■ **SUPPLIED PASSAGE**:
It has been remarked to
me that it is curious that it is sufficient to use trivial bundles in QED.
The purpose of this paper is to construct some exact solutions to the equations
of quantum electrodynamics, treated as a classical field theory. These
solutions exhibit topological stability, that is
their existence is linked with a non-trivial bundle structure on space-time,
and so they cannot be continuously
deformed to the zero solution.  In this respect they are similar to instantons
[1,2]. The eventual aim would be to
represent particles as solitons in the theory.


 Electrons behave in a very strange way under rotation. One
complete revolution, and they change sign. In other words, they are Fermions, a
concept well understood in quantum theory, but not classically. Let us suppose
that the spinor field $\psi(x)$ is well
defined and single valued on space-time. If we take $\psi(x)$ and rotate $x$ by
one revolution, we get $-\psi(x)$, and
deduce that $\psi(x)=0$. There is a way out of this, and that is to assume that
$\psi$ is
not a function of $x$, but rather lives on a non-trivial bundle over $3+1$
dimensional space
time. This form of Kaluza-Klein theory is the approach
that we shall take in trying to construct the electron function. We shall find
that going to a higher dimensional model
also allows the existence of solutions with charges of both signs. This is
important as the Dirac sea argument only
works for quantum particles, not classical ones. In a classical theory, if
there is an electron, there should also be an
explicit positron. In the quantum field theory in 3+1 dimensions, this problem
is neatly side-stepped by the operator
valued nature of everything effectively allowing negative charge density.  The
fibers in the theory have signature
$1+1$, and are non-compact. For other theories with non-compact fiber spaces,
the reader can consult [10, 11].

■ **GIVEN RECORDS**:
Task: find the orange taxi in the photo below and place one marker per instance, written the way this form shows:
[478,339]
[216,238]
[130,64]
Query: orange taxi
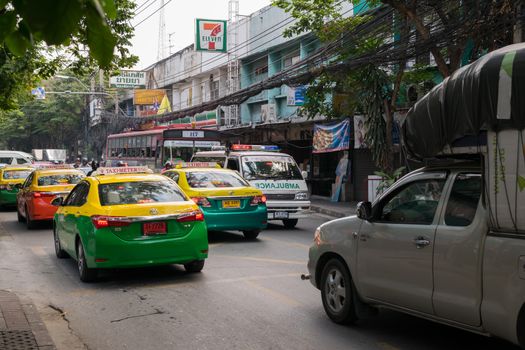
[34,198]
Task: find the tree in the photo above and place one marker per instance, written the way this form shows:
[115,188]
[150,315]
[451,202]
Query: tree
[39,38]
[451,31]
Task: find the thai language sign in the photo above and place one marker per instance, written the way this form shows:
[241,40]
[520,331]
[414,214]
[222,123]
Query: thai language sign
[129,80]
[210,35]
[331,137]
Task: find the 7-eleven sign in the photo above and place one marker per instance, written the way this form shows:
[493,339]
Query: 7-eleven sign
[210,35]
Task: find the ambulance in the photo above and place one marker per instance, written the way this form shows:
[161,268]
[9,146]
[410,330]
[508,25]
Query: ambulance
[275,174]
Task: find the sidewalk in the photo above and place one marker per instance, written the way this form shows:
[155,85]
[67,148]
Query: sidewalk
[335,209]
[20,325]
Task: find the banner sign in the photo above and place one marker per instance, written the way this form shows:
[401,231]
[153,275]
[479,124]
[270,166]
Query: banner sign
[296,95]
[505,169]
[332,137]
[210,35]
[129,79]
[148,97]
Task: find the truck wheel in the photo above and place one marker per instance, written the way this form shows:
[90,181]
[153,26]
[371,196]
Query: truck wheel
[251,234]
[194,266]
[337,292]
[85,273]
[290,223]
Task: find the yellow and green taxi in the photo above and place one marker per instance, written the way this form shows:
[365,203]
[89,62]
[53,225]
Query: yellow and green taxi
[11,177]
[129,217]
[226,199]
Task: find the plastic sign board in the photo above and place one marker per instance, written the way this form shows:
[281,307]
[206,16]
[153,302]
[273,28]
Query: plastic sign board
[210,35]
[129,79]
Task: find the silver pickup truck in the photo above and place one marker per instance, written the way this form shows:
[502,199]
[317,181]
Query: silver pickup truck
[425,248]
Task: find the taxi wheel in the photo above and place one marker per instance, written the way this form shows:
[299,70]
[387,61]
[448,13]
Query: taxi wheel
[29,223]
[337,292]
[251,234]
[290,223]
[194,266]
[85,273]
[60,253]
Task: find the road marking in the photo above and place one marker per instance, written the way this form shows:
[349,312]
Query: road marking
[38,250]
[290,244]
[386,346]
[276,261]
[276,295]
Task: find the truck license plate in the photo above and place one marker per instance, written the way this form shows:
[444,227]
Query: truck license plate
[280,215]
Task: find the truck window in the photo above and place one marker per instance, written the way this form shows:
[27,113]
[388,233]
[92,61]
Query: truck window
[270,167]
[415,203]
[463,200]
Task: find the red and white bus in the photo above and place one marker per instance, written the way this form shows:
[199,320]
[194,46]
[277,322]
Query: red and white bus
[156,146]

■ **JOB**: How does the passage on topological solutions in QED go on? Write its continuation, starting right after the sentence that points the reader to [10, 11]. The records play no part in this.

■ **TASK RESULT**:
The solutions have topological singularities at their centers. The conserved
currents vanish everywhere except at the
singular points. That is, the charge of the solutions arises entirely
topologically, and so is automatically quantised by
the type of singularity. The electromagnetic field is that of a point electric
charge. The quantisation of the charge is
similar to that for magnetic monopoles [6].

There is no claim that this is the `correct' classical electron solution, in
fact there are many places where the
construction could have been altered. However a solution of very simple form
does exist, and is topologically stable,
as is the oppositely charged solution. Since its charge is inversely
proportional to the coupling constant $q$, it is likely
that the solution would be difficult to access via perturbation theory. The
electromagnetic field is well defined on the
usual $3+1$ dimensional space time, but the spinor field varies by a complex
multiple over the fiber space. The fact that
the theory is 4+2 dimensional may be controversial, but there are many other
modern theories which rely on
compactified extra dimensions. The reader should also note that Dirac [4]
showed that conformal transformations in
3+1 dimensions correspond to isometries in 4+2 dimensions. It is the author's
opinion that this is not entirely unrelated
to the existence of the solutions described here.


It is hoped that these solutions
may be of interest in indicating what other constructions may be possible in
classical field theory, or at least have
some curiosity value!


I should like to thank D. Olive, P. Johnson, N. Landsman, S. Majid and D.A.
Dubin for several conversations.

\heading Contents
\endheading


\underbar {Section 1}\quad The field equations of Quantum Electrodynamics.

\underbar {Section 2}\quad The Dirac equation for the Electron.

\underbar {Section 3}\quad The conserved currents.

\underbar {Section 4}\quad The quantum numbers.


\heading Section 1 \\The field equations of Quantum Electrodynamics.
\endheading


We take the Lorentz group to act on vectors by the formula
$x^a \mapsto \Lambda^a_{\phantom{a}b} x^b$.
The condition that the metric $g_{ab}$ is preserved is
that $g_{ab} \Lambda^a_{\phantom{a}c} \Lambda^b_{\phantom{b}d}=g_{cd}$.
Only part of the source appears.